- To do
Swap "positive clicks" for "foreground clicks" everywhere in the records below and write the records out again with nothing else changed. Leave the pictures out of your answer.

- Data supplied
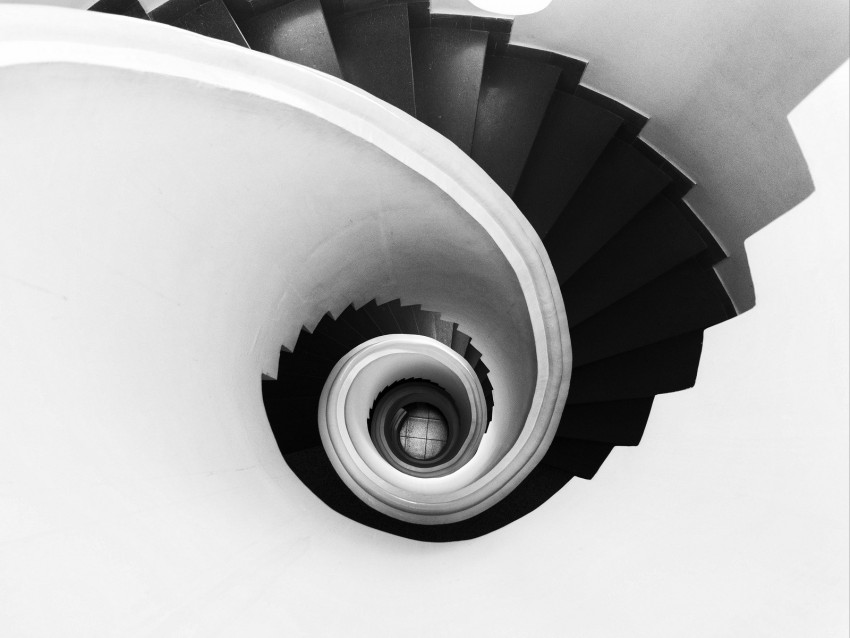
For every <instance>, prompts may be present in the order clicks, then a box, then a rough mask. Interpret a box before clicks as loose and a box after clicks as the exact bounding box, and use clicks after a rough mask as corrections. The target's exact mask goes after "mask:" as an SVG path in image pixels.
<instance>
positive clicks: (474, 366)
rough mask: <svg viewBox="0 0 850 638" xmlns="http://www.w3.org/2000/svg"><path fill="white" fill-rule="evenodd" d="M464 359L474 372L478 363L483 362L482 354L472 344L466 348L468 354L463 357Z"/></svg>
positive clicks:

- Expected answer
For every <instance>, prompts may be present in the order clicks, then a box, then a rough mask. Interpret a box before clicks as loose and a box after clicks as the exact bounding box, and use clicks after a rough mask as corrections. The target's exact mask goes after "mask:" as an SVG path in image pixels.
<instance>
foreground clicks: (474, 366)
rough mask: <svg viewBox="0 0 850 638" xmlns="http://www.w3.org/2000/svg"><path fill="white" fill-rule="evenodd" d="M464 359L474 372L478 363L483 362L482 354L472 344L466 348L468 354L463 357Z"/></svg>
foreground clicks:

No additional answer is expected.